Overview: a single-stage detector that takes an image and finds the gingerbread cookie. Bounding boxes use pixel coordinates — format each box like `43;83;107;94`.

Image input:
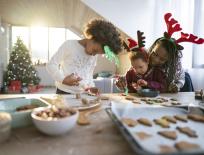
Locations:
132;100;141;104
81;98;89;105
176;126;197;138
138;118;152;127
121;118;137;127
154;118;170;128
162;116;177;124
125;96;135;101
171;101;181;105
159;145;176;153
188;114;204;123
174;115;188;122
175;141;200;151
135;132;152;140
99;96;109;100
158;131;177;140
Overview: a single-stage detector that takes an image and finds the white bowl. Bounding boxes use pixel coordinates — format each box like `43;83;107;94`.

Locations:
31;107;79;136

* [Problem]:
How many lines in the records above hold the string "single"? Only the number is wanted.

* [Solution]:
2